══ MATERIAL PROVIDED ══
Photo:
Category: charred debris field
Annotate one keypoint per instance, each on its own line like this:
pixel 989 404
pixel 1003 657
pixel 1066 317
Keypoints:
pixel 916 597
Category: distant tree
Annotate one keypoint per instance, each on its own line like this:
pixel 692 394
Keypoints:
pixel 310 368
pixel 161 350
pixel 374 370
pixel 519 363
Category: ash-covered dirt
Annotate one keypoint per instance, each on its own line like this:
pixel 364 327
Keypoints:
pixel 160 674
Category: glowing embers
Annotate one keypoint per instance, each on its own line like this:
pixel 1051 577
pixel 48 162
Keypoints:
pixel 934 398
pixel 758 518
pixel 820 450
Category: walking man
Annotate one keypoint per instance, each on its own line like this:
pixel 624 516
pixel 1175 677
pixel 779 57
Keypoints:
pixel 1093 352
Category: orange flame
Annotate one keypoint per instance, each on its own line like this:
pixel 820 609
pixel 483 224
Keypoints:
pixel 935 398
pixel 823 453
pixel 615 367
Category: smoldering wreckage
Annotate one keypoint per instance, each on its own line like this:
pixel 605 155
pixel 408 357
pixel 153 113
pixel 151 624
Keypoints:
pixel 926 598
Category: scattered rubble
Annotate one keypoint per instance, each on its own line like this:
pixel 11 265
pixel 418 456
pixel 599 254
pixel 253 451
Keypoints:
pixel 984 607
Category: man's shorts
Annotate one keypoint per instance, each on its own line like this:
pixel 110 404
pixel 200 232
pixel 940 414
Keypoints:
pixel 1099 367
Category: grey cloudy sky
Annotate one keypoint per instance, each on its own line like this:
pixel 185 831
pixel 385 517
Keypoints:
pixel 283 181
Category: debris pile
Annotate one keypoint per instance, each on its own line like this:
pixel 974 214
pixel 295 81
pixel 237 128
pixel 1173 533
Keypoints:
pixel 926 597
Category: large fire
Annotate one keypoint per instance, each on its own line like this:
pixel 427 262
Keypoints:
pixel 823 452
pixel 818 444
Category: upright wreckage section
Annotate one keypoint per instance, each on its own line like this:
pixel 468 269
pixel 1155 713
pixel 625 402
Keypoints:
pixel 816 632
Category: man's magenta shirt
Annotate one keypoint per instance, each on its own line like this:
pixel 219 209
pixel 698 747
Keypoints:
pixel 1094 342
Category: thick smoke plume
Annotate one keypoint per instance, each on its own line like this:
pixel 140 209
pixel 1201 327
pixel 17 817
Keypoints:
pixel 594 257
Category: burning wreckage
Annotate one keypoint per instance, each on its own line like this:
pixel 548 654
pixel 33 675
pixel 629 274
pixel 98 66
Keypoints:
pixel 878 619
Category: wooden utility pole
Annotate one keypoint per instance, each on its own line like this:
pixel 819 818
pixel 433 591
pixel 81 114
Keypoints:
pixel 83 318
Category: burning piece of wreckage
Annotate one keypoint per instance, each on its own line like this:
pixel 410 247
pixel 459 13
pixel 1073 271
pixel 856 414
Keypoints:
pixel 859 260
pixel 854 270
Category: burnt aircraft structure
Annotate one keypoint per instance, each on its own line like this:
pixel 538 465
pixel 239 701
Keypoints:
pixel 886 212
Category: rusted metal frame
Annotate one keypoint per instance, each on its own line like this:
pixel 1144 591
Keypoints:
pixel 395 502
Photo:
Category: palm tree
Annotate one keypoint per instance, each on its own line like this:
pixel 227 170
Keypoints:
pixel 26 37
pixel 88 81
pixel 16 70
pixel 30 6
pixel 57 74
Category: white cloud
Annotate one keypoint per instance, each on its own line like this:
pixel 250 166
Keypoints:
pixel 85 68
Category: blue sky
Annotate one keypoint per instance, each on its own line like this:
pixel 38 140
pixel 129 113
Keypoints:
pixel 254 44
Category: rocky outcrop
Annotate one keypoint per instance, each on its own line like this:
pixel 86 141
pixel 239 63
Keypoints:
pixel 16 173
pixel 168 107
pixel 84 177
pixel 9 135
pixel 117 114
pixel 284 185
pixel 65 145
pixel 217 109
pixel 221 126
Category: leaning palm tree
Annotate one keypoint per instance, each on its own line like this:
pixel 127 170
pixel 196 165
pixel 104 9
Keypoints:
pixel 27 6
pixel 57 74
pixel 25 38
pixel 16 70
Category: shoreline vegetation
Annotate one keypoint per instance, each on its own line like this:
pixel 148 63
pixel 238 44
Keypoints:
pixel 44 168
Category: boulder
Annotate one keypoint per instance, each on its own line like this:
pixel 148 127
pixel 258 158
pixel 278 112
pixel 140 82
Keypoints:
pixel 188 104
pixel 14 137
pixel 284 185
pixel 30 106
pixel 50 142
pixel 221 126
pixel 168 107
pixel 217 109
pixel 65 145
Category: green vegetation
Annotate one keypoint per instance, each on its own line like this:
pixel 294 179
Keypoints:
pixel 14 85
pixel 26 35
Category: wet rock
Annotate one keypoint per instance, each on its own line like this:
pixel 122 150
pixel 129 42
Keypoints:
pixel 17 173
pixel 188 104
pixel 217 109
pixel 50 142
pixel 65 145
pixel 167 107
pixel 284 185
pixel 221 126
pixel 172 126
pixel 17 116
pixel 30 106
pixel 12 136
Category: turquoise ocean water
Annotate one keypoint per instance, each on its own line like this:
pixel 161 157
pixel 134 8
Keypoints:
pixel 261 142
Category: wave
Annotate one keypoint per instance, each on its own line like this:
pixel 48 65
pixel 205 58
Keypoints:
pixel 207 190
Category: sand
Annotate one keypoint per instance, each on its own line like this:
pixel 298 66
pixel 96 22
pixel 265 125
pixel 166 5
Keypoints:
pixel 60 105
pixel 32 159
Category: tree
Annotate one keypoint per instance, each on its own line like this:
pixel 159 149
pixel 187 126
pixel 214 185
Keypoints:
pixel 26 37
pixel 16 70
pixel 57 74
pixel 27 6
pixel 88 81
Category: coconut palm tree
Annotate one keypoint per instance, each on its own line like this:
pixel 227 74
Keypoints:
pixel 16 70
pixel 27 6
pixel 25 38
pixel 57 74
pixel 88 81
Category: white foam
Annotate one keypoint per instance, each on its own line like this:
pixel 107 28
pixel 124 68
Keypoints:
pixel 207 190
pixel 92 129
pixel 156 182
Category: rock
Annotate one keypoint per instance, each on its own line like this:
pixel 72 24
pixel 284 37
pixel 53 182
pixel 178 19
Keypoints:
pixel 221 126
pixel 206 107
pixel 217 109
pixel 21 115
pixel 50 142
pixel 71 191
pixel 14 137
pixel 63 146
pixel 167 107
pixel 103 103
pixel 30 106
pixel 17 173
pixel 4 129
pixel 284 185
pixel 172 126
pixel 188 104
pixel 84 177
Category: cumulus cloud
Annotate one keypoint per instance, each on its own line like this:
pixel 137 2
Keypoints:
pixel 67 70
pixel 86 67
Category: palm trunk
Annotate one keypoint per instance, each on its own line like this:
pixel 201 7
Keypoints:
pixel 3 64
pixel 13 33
═══
**WHAT THIS TASK INVOLVES**
Send back each record exactly as it stands.

**RESULT OF THE EXERCISE**
Photo:
Category: charred debris field
Annotate one keypoint per instance, each on its own line like this:
pixel 989 404
pixel 1003 657
pixel 1066 317
Keypoints:
pixel 916 597
Category: distant tree
Annotate one keypoint per instance, each on its own line like this:
pixel 692 394
Keypoints:
pixel 310 368
pixel 161 350
pixel 374 370
pixel 519 363
Category: ash-covered dirt
Annotate one keypoint per instance, each on its own line like this:
pixel 364 327
Keypoints:
pixel 160 674
Category: glowing embers
Annotate one keypoint per instance, each on its own line like this:
pixel 1051 577
pixel 48 162
Keypoints:
pixel 934 398
pixel 758 518
pixel 820 450
Category: walking man
Annotate one keypoint per instance, each on its own line like this:
pixel 624 516
pixel 1175 677
pixel 779 57
Keypoints:
pixel 1093 352
Category: orange flame
Annotate one keypoint per instance, each on its own line like this:
pixel 820 609
pixel 483 224
Keypoints:
pixel 935 398
pixel 823 453
pixel 615 367
Category: smoldering wreckage
Annotate one keypoint per instance, each on its own line like this:
pixel 605 155
pixel 408 357
pixel 153 113
pixel 151 624
Keypoints:
pixel 926 598
Category: scattered rubble
Annotate one keypoint per instance, each on its own line like this:
pixel 11 265
pixel 418 456
pixel 599 254
pixel 253 451
Keypoints:
pixel 984 607
Category: man's shorts
Annotate one keypoint per instance, each on its own line like this:
pixel 110 404
pixel 200 232
pixel 940 414
Keypoints:
pixel 1099 367
Category: grey cloudy sky
Annotate one keypoint per instance, each on its own line like this:
pixel 185 831
pixel 385 517
Keypoints:
pixel 283 181
Category: debris pile
Annotate one keypoint per instance, each on its own line like this:
pixel 974 214
pixel 295 81
pixel 237 128
pixel 1173 533
Keypoints:
pixel 926 597
Category: large fire
Annotate one keypoint per instance, each on its own line like this:
pixel 427 262
Keypoints:
pixel 823 452
pixel 818 444
Category: upright wreckage section
Annotate one keypoint per instance, each on its own line like this:
pixel 468 269
pixel 1155 713
pixel 625 402
Keypoints:
pixel 816 632
Category: man's magenta shirt
Annotate one keypoint per instance, each on its own line like this:
pixel 219 209
pixel 698 747
Keypoints:
pixel 1094 342
Category: thick smoke plume
Annotate one keypoint per instance, each on its own line like this:
pixel 140 209
pixel 1201 327
pixel 17 817
Keypoints:
pixel 594 257
Category: burning wreckage
Annotate one keypoint per instance, each on its own line like this:
pixel 548 654
pixel 33 675
pixel 629 274
pixel 98 66
Keypoints:
pixel 878 619
Category: wooden utility pole
Annotate one keypoint per instance, each on its own line like this:
pixel 819 818
pixel 433 591
pixel 81 114
Keypoints:
pixel 83 318
Category: burning piece of wreckage
Annotate one keypoint per instance, each on its own line like this:
pixel 410 247
pixel 459 13
pixel 1073 271
pixel 856 414
Keypoints:
pixel 859 260
pixel 854 270
Category: burnt aircraft structure
Annotate one keypoint per instance, each on its own line like this:
pixel 538 465
pixel 239 701
Keypoints:
pixel 886 212
Category: rusted metal frame
Annotate one keypoint per instance, each on its own line like this:
pixel 1144 591
Keypoints:
pixel 395 502
Photo:
Category: palm tree
Annotate one keypoint per instance, each on its own line like this:
pixel 227 170
Keypoints:
pixel 26 37
pixel 88 81
pixel 16 70
pixel 30 6
pixel 57 74
Category: white cloud
Annotate one keypoint per instance, each on its own line like this:
pixel 250 166
Keypoints:
pixel 85 68
Category: blue sky
Annotate one keypoint per instance, each on its own line like this:
pixel 38 140
pixel 129 113
Keypoints:
pixel 254 44
Category: rocky outcrop
Annotate one keypoint per instance, each on its own line like this:
pixel 86 141
pixel 239 63
Keypoints:
pixel 16 173
pixel 168 107
pixel 84 177
pixel 9 135
pixel 117 114
pixel 284 185
pixel 65 145
pixel 217 109
pixel 221 126
Category: leaning palm tree
Annotate one keypoint per instance, each on its own line like this:
pixel 127 170
pixel 196 165
pixel 104 9
Keypoints:
pixel 27 6
pixel 57 74
pixel 25 38
pixel 16 70
Category: shoreline vegetation
Annotate one keypoint per instance, each on its own line like this:
pixel 148 63
pixel 238 44
Keypoints:
pixel 44 168
Category: boulder
Annotate one keypoint per instance, each on its own line like this:
pixel 148 127
pixel 258 158
pixel 278 112
pixel 140 82
Keypoints:
pixel 188 104
pixel 14 137
pixel 284 185
pixel 30 106
pixel 50 142
pixel 221 126
pixel 168 107
pixel 217 109
pixel 65 145
Category: green vegetation
Annotate one keypoint per instance, each on its own line like this:
pixel 294 179
Keypoints:
pixel 14 85
pixel 26 35
Category: wet rock
Annotate one keypoint per instance, each on its own line like this:
pixel 122 150
pixel 129 42
Keypoints:
pixel 17 173
pixel 188 104
pixel 217 109
pixel 50 142
pixel 65 145
pixel 167 107
pixel 284 185
pixel 221 126
pixel 172 126
pixel 17 116
pixel 30 106
pixel 12 136
Category: turquoise ocean water
Annotate one keypoint per instance, each on its own line like this:
pixel 161 157
pixel 134 8
Keypoints:
pixel 261 142
Category: wave
Annotate one keypoint per instance, each on its own line like this:
pixel 48 65
pixel 205 58
Keypoints:
pixel 207 190
Category: sand
Annotate one keypoint per instance, each on its own line like this:
pixel 298 66
pixel 96 22
pixel 265 125
pixel 166 5
Keypoints:
pixel 60 105
pixel 32 159
Category: tree
Annotate one keypoint per instance, each on its own line like this:
pixel 159 149
pixel 187 126
pixel 214 185
Keypoints:
pixel 26 37
pixel 16 70
pixel 57 74
pixel 27 6
pixel 88 81
Category: coconut palm tree
Annotate one keypoint per instance, each on its own line like this:
pixel 227 74
Keypoints:
pixel 16 70
pixel 27 6
pixel 25 38
pixel 57 74
pixel 88 81
Category: white foam
Annotate one keypoint per instance, each on its own line like this:
pixel 107 28
pixel 124 68
Keypoints:
pixel 207 190
pixel 92 129
pixel 156 182
Category: rock
Annotate one keypoint per instance, each on its own line like this:
pixel 72 24
pixel 284 37
pixel 53 182
pixel 178 19
Keypoints:
pixel 221 126
pixel 206 107
pixel 217 109
pixel 21 115
pixel 50 142
pixel 71 191
pixel 14 137
pixel 63 146
pixel 167 107
pixel 103 103
pixel 30 106
pixel 17 173
pixel 4 129
pixel 284 185
pixel 172 126
pixel 188 104
pixel 84 177
Category: cumulus cloud
Annotate one keypoint per instance, each on its own line like this:
pixel 137 2
Keypoints:
pixel 67 70
pixel 86 67
Category: palm trunk
Annotate one keypoint per instance, each on its own line like this:
pixel 201 7
Keypoints:
pixel 3 64
pixel 13 33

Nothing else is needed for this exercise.